AIM: Format every line of the entries below as a Markdown table with the columns n and Line, giving each row a number and omitting blank lines.

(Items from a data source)
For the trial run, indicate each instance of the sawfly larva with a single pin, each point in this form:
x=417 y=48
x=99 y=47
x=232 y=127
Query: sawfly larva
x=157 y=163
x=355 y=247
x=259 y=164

FULL SOLUTION:
| n | Line |
|---|---|
| 1 | For the trial run, indicate each instance of the sawfly larva with a single pin, each point in this form: |
| 2 | x=417 y=48 |
| 3 | x=99 y=47 |
| 4 | x=232 y=127 |
| 5 | Query: sawfly larva |
| 6 | x=157 y=163 |
| 7 | x=355 y=247 |
| 8 | x=259 y=164 |